• Task details: From the court passage on du Pont and asbestos exposure, write out the portion that begins at the words "Defendants first assert" and stops after the words "must be measured.".

• Passage for review:
----

Between July 1978 and March 1979, OSHA investigated du Pont's Repauno plant, and cited du Pont for non-compliance with asbestos regulations.
Defendants first assert that the verdict was not supported by the evidence. Plaintiffs concede that they were required to prove "aggravation of [occupational-disease] illnesses resulting from defendants' fraudulent concealment of already-discovered disabilities" ( Millison, supra, 101 N.J. at 166) and that, "[p]roofs that the doctors negligently misdiagnosed plaintiffs' x-rays or estimated poorly concerning the seriousness of plaintiffs' maladies [would] be insufficient to establish a cause of action outside the Compensation Act." Id. at 183. Plaintiffs acknowledge that they had the "unenviable burden of proving a deliberate corporate strategy to conceal plaintiffs' asbestos-related diseases that were discovered by defendants-doctors in corporate physical examinations." Id. at 183. This was the burden which was charged to the jury and against which the proofs must be measured.
The following proofs were virtually undisputed: (1) each plaintiff evidenced symptoms of an asbestos-related condition during his du Pont employment between 1965 and 1979; (2) none was informed of his symptoms until 1978 or 1979, after OSHA conducted its investigation (except H. Schwebel, retired); (3) du Pont management and physicians, including defendant doctors, knew of the dangers of prolonged asbestos exposure and its relationship to pulmonary disease as early as the 1960s, yet they gave targeted employees (known to them) minimal information concerning those risks beginning only in the mid to late 1970s; (4) defendant doctors either examined or reviewed the x-rays of each plaintiff, knowing each was vulnerable, after each evidenced an asbestos-related condition and after the symptoms shown were referred to in du Pont studies, including some of the same employees; (5) each plaintiff was continually advised by defendants that he had no relevant health problems and returned to work for du Pont in the asbestos environment, and (6) no responsible corporate official or doctor denied individual or corporate knowledge respecting a medical understanding of the significance of plaintiffs' x-rays at relevant times. While du Pont did dispute that plaintiffs had established that their conditions worsened after defendant doctors assured them of their health and they continued to be exposed to asbestos, there was contrary evidence.

----

• Record set:
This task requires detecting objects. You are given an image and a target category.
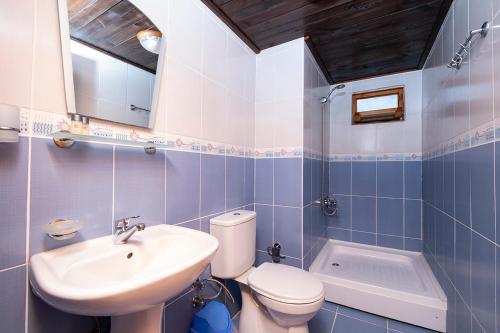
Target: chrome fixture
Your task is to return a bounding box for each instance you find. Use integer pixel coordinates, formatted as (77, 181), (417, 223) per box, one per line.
(113, 216), (146, 245)
(320, 194), (338, 216)
(0, 104), (21, 143)
(319, 84), (345, 104)
(267, 243), (286, 264)
(447, 21), (490, 70)
(128, 104), (151, 112)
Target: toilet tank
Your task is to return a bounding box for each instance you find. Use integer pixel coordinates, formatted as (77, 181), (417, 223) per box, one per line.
(210, 210), (257, 279)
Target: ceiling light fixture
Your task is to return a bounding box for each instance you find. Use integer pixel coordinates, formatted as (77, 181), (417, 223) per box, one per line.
(137, 30), (161, 54)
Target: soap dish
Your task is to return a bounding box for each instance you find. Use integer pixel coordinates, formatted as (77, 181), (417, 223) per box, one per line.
(45, 219), (83, 240)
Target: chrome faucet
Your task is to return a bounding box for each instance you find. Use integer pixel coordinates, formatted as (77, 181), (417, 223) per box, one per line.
(113, 216), (146, 244)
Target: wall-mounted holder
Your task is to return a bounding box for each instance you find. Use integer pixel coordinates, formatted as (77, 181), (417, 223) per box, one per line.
(0, 104), (21, 143)
(51, 131), (156, 155)
(45, 219), (83, 240)
(447, 21), (490, 70)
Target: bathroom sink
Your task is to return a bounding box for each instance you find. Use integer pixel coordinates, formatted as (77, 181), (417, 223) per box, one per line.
(30, 225), (218, 332)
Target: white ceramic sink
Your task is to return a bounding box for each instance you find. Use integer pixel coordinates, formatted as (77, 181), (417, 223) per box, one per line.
(30, 225), (218, 332)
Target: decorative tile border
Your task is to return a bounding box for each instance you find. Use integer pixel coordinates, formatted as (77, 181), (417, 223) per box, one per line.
(423, 120), (500, 160)
(20, 109), (256, 157)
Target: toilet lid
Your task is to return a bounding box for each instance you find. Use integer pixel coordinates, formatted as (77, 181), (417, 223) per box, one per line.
(248, 263), (324, 304)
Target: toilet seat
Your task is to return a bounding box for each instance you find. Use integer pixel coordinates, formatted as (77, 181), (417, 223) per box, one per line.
(248, 263), (324, 304)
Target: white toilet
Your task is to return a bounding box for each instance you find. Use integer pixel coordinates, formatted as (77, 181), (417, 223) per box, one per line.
(210, 210), (324, 333)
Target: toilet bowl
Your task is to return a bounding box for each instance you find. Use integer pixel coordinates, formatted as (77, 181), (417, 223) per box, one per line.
(210, 211), (324, 333)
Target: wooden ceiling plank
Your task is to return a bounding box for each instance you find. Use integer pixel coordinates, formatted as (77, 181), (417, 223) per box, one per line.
(201, 0), (260, 53)
(304, 36), (334, 84)
(418, 0), (453, 69)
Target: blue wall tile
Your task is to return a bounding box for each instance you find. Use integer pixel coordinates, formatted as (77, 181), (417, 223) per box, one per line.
(29, 289), (95, 333)
(255, 204), (273, 251)
(443, 154), (455, 217)
(311, 159), (321, 201)
(166, 151), (200, 224)
(328, 196), (351, 229)
(377, 162), (404, 198)
(455, 295), (472, 333)
(308, 309), (335, 333)
(404, 200), (422, 239)
(455, 150), (472, 226)
(495, 143), (500, 243)
(255, 158), (274, 205)
(244, 158), (255, 204)
(0, 266), (26, 333)
(352, 231), (377, 245)
(352, 196), (377, 232)
(332, 315), (387, 333)
(327, 228), (351, 242)
(274, 158), (302, 207)
(404, 238), (424, 252)
(302, 157), (312, 206)
(201, 154), (226, 216)
(274, 206), (302, 258)
(454, 223), (472, 306)
(471, 232), (495, 332)
(0, 138), (28, 270)
(30, 139), (113, 254)
(377, 198), (403, 236)
(114, 147), (165, 225)
(352, 162), (377, 196)
(226, 156), (245, 209)
(470, 143), (495, 240)
(330, 162), (351, 195)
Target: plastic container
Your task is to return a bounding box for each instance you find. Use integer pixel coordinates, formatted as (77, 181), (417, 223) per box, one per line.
(191, 301), (234, 333)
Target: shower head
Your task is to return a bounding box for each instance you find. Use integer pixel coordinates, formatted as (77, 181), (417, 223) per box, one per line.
(319, 83), (345, 104)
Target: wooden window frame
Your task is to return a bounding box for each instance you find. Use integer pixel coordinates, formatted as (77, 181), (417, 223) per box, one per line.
(352, 87), (405, 125)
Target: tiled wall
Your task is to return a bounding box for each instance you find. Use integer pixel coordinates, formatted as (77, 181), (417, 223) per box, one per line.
(330, 71), (422, 159)
(255, 38), (328, 268)
(302, 46), (330, 269)
(0, 137), (254, 333)
(255, 38), (304, 267)
(328, 160), (422, 251)
(328, 71), (422, 251)
(0, 0), (256, 333)
(423, 0), (500, 333)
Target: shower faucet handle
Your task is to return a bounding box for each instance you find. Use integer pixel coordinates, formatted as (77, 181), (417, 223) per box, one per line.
(267, 243), (286, 263)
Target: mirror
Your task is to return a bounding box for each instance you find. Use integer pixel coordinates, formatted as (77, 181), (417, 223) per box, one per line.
(59, 0), (166, 128)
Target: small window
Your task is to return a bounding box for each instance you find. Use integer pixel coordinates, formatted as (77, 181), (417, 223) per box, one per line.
(352, 87), (405, 125)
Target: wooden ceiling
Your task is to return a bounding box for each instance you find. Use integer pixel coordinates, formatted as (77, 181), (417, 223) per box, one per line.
(67, 0), (158, 73)
(202, 0), (452, 83)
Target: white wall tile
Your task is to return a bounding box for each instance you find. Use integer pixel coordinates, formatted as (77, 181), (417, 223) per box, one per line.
(493, 15), (500, 118)
(166, 59), (202, 138)
(203, 14), (228, 85)
(0, 0), (35, 107)
(273, 97), (304, 147)
(255, 102), (275, 149)
(255, 52), (275, 103)
(168, 0), (203, 71)
(202, 78), (228, 142)
(31, 0), (66, 114)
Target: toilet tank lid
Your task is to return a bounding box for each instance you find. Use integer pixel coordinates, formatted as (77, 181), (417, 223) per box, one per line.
(210, 210), (257, 227)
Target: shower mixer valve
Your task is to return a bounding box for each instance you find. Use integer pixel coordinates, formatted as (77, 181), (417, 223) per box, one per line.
(267, 243), (286, 263)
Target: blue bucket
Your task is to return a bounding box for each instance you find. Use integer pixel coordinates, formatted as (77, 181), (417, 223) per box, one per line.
(191, 301), (233, 333)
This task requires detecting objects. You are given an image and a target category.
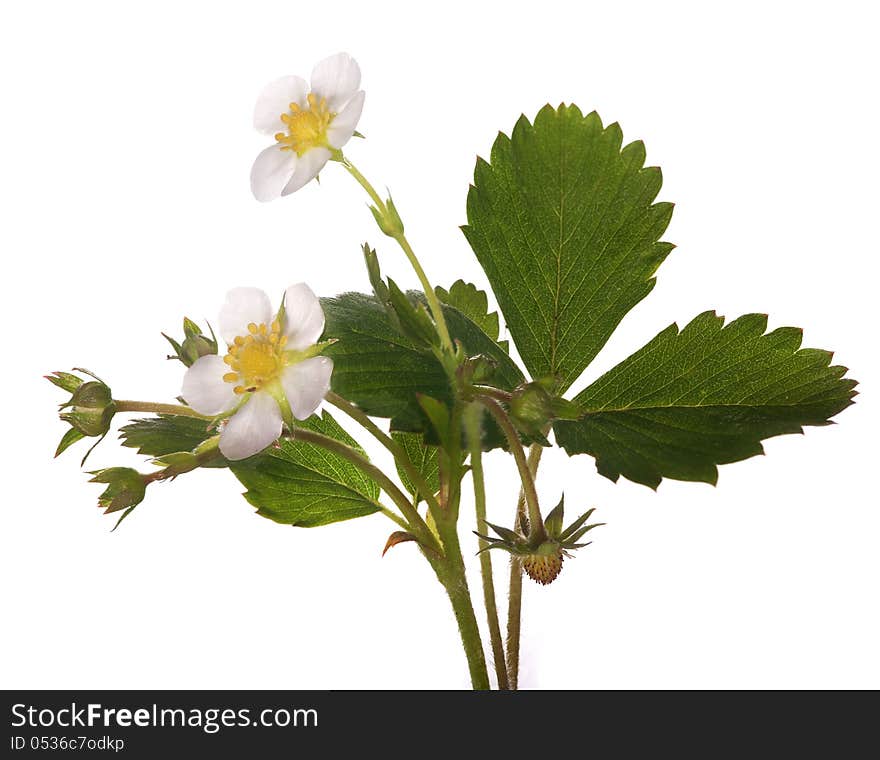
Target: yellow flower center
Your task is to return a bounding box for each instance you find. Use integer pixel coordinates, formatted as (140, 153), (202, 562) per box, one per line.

----

• Response below:
Defendants first assert that the verdict was not supported by the evidence. Plaintiffs concede that they were required to prove "aggravation of [occupational-disease] illnesses resulting from defendants' fraudulent concealment of already-discovered disabilities" ( Millison, supra, 101 N.J. at 166) and that, "[p]roofs that the doctors negligently misdiagnosed plaintiffs' x-rays or estimated poorly concerning the seriousness of plaintiffs' maladies [would] be insufficient to establish a cause of action outside the Compensation Act." Id. at 183. Plaintiffs acknowledge that they had the "unenviable burden of proving a deliberate corporate strategy to conceal plaintiffs' asbestos-related diseases that were discovered by defendants-doctors in corporate physical examinations." Id. at 183. This was the burden which was charged to the jury and against which the proofs must be measured.